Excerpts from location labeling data
• • • • •
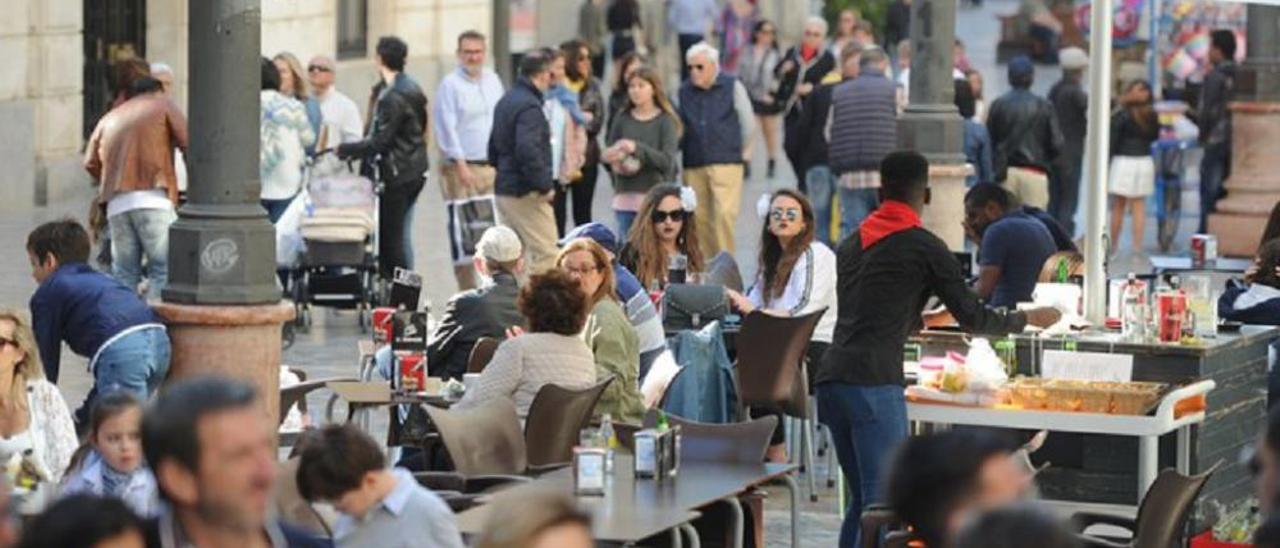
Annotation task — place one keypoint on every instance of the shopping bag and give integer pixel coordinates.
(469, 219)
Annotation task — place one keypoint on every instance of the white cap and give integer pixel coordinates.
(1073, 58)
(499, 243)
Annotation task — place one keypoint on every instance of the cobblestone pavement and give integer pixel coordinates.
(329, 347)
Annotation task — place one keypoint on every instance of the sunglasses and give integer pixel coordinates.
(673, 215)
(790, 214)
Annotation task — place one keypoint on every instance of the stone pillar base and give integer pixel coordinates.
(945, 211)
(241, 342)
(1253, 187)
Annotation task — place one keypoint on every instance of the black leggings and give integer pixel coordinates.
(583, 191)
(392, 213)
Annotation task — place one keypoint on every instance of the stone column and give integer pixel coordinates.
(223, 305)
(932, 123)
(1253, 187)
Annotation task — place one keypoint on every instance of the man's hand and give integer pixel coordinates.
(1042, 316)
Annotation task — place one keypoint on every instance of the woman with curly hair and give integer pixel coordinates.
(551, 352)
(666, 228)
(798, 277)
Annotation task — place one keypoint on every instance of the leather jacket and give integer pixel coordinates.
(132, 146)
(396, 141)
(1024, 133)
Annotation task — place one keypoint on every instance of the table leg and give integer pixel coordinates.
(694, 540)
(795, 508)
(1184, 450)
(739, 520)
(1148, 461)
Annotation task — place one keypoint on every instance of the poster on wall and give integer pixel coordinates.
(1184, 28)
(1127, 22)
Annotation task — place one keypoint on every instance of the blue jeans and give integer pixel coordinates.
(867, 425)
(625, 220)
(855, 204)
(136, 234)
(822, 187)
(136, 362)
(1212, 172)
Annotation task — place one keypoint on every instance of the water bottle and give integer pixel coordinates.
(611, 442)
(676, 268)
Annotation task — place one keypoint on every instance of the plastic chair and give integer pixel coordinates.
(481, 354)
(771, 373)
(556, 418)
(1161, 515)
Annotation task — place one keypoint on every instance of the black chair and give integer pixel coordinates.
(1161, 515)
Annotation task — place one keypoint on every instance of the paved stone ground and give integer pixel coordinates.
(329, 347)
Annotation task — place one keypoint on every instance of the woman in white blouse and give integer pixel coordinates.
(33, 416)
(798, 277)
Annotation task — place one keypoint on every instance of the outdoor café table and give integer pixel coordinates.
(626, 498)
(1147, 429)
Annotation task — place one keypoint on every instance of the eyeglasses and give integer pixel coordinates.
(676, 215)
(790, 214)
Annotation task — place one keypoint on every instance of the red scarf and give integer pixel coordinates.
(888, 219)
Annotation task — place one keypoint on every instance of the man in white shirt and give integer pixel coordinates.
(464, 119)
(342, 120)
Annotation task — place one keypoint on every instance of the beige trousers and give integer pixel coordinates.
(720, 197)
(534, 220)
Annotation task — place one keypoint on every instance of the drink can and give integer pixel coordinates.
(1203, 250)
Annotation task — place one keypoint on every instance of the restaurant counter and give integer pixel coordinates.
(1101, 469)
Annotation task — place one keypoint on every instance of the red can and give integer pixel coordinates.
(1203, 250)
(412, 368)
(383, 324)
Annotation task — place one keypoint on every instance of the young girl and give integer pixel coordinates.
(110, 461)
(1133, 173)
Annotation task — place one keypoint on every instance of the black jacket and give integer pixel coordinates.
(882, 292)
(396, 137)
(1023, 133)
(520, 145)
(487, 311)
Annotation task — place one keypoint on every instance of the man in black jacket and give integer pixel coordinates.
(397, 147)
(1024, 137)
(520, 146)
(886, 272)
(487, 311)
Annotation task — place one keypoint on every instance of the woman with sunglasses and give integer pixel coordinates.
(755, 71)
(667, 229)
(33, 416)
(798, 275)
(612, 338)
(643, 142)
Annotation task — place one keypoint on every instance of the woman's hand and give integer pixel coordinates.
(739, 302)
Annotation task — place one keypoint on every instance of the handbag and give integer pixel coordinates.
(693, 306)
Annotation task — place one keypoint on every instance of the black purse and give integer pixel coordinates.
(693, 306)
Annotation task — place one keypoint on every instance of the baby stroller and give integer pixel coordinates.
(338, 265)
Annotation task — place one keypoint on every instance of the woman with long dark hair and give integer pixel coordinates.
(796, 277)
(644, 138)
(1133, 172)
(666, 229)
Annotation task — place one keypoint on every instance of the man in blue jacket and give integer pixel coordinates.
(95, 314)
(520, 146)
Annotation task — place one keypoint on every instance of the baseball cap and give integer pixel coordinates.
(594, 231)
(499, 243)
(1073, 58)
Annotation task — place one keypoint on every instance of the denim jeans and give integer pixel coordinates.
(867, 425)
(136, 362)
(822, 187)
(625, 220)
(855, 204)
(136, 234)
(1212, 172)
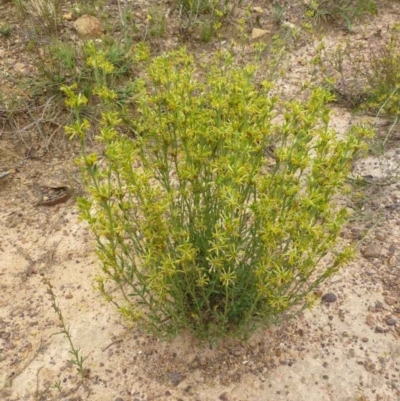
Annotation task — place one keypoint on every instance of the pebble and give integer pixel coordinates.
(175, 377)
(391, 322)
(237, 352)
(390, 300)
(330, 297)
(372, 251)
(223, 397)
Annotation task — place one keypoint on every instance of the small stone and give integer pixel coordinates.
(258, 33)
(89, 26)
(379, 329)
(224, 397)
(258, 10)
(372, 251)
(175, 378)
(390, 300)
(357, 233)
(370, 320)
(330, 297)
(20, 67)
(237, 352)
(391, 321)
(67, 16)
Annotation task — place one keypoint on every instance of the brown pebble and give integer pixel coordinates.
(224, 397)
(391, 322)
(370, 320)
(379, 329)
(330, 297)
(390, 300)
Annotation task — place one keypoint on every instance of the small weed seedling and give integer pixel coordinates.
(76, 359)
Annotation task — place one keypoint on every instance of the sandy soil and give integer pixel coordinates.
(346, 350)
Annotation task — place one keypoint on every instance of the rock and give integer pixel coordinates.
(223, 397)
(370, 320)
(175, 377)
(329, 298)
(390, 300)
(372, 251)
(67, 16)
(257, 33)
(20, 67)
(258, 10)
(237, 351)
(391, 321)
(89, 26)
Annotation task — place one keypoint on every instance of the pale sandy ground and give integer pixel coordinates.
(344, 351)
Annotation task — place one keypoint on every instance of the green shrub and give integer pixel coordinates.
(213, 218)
• • • • •
● **TASK STATEMENT**: Copy out all of the data above word for word, including every labeling instruction and every coordinate pair, but leave out the pictures.

● **WRITTEN SOLUTION**:
Annotation task — place one keypoint on every instance of the shopping bag and give integer pixel coordinates.
(469, 219)
Annotation task — place one keypoint on every instance of the white cap and give integer pixel coordinates.
(1073, 58)
(499, 243)
Annotation task — place one keypoint on every instance of the cobblestone pavement and give integer pixel coordinates.
(329, 347)
Annotation task — place one keypoint on every instance of the sunglasses and give integer pixel coordinates.
(673, 215)
(790, 214)
Annotation task — place one keypoint on every instance of the stone pillar base and give integer pixel coordinates.
(945, 211)
(241, 342)
(1253, 187)
Annotation task — place one keypoint on every instance of the black leggings and give integer pixel coordinates.
(583, 191)
(392, 213)
Annotation task — place one keypoint on every instance of the stone column and give integer pixel coordinates.
(223, 305)
(932, 123)
(1253, 187)
Annotation task — place one keypoint on every instance of the man's hand and give integer pixel coordinates.
(1042, 316)
Annotation task — place one keypoint on every instance of the woman with curly hair and give integer pixel coordinates.
(551, 352)
(666, 228)
(798, 277)
Annotation task — place one keypoint on every instance of the leather jacket and give integer pixel coordinates.
(132, 146)
(396, 141)
(1024, 133)
Annotation task — place one keypoint on every instance of the table leg and give integer pixel coordinates.
(694, 540)
(795, 508)
(1184, 450)
(739, 520)
(1148, 461)
Annotation task — place one keypoint on every instance of the poster on wall and give integer pixel coordinates.
(1184, 28)
(1127, 22)
Annotation task — place one keypoint on every instance of the blue jeans and give integer pixel coordinates.
(867, 425)
(625, 220)
(855, 204)
(136, 234)
(822, 187)
(136, 362)
(1212, 172)
Annotation task — place one keypoint on every instance of the water bottle and give integer pixel coordinates.
(611, 442)
(676, 268)
Annotation task — place one keypoint on every instance of the plastic chair and give integer pixel coordinates.
(481, 354)
(771, 373)
(556, 418)
(1161, 515)
Annotation task — place one keypoint on every instance of the black chair and give integer pixel coordinates.
(1161, 515)
Annotation task — place one keypoint on every instance of the paved stone ground and give integer pixel coordinates.
(329, 347)
Annotation task — place one keypoint on every instance of the woman in white blouse and give integer pixel coordinates.
(33, 416)
(798, 277)
Annotation task — place one keypoint on every instance of the outdoor café table and give integer pixel coordinates.
(626, 498)
(1147, 429)
Annotation task — place one keypoint on every instance of the eyeglasses and give integer pixel coordinates.
(676, 215)
(790, 214)
Annotation task — place one keypoint on every instance of the red scarf and give integer pixel coordinates.
(888, 219)
Annotation task — place one keypoint on every instance of the man in white shirt and give integer pixel coordinates.
(464, 119)
(342, 120)
Annotation task — place one keypoint on every instance of the beige trousers and give integer pixel coordinates.
(720, 197)
(534, 220)
Annotation task — place one keypoint on every instance of the drink can and give integer pixel coordinates.
(1203, 250)
Annotation task — place one keypoint on every instance of the restaurant counter and give integer pixel coordinates.
(1101, 469)
Annotation task — place one keypoint on every instance of the red can and give integer pixel coordinates.
(1203, 250)
(412, 368)
(383, 324)
Annotation task — place one keypoint on every instance of the young girl and give integer pixel coordinates.
(110, 461)
(1133, 173)
Annotation task — place one keypoint on every instance of the black jacket and give integer pixel coordinates.
(882, 292)
(396, 137)
(1023, 133)
(520, 145)
(487, 311)
Annotation task — place one keypoint on every instance of the man in black jacket and give integer pixel coordinates.
(397, 147)
(1024, 137)
(520, 146)
(886, 272)
(487, 311)
Annotation task — place one keypoint on every instance of the woman with sunglasses and give integer pixel coordinates.
(755, 71)
(667, 229)
(33, 416)
(798, 275)
(612, 338)
(643, 142)
Annotation task — place one keypoint on every instance of the woman's hand and give integer pixel coordinates.
(739, 302)
Annotation task — place one keypoint on every instance of the handbag and give integer pixel coordinates.
(693, 306)
Annotation task — place one keypoint on every instance of the black purse and give integer pixel coordinates.
(693, 306)
Annotation task — place one keypoint on every instance of the baby stroller and give integer pixel coordinates.
(338, 265)
Annotation task — place one keypoint on every instance of the woman with long dark hair and give integer pixel coordinates.
(796, 277)
(644, 138)
(1133, 172)
(666, 229)
Annotation task — place one keypoint on every instance of the man in blue jacket and give integer pixel coordinates.
(95, 314)
(520, 146)
Annotation task — place one keypoint on every instance of the baseball cap and give integer pixel coordinates.
(594, 231)
(499, 243)
(1073, 58)
Annotation task — place one keypoint on every instance of the denim jeans and give integer pixel coordinates.
(867, 425)
(136, 362)
(822, 187)
(625, 220)
(855, 204)
(136, 234)
(1212, 172)
Annotation task — place one keypoint on every instance of the pebble and give integer pixel coordinates.
(175, 377)
(391, 322)
(237, 352)
(390, 300)
(330, 297)
(372, 251)
(223, 397)
Annotation task — place one keypoint on every instance of the small stone and give integer pixel coordinates.
(258, 33)
(89, 26)
(379, 329)
(224, 397)
(258, 10)
(372, 251)
(175, 378)
(390, 300)
(357, 233)
(370, 320)
(330, 297)
(20, 67)
(237, 352)
(391, 321)
(67, 16)
Annotation task — place one keypoint on every instance of the brown pebble and give integer pixel coordinates.
(224, 397)
(391, 322)
(370, 320)
(379, 329)
(330, 297)
(390, 300)
Annotation task — place one keypoint on every instance of the small weed seedling and give integer pixel coordinates.
(76, 359)
Annotation task — place one keypoint on every instance of the sandy soil and give integer pixel coordinates.
(346, 350)
Annotation task — place one keypoint on every instance of the rock and give integer pixel coordinates.
(223, 397)
(370, 320)
(175, 377)
(329, 298)
(390, 300)
(372, 251)
(67, 16)
(257, 33)
(20, 67)
(258, 10)
(237, 351)
(391, 321)
(89, 26)
Annotation task — place one keypoint on every instance of the pale sandy ground and give integer pixel coordinates.
(344, 351)
Annotation task — place one keypoint on every instance of the green shrub and give integer pixel coordinates.
(213, 218)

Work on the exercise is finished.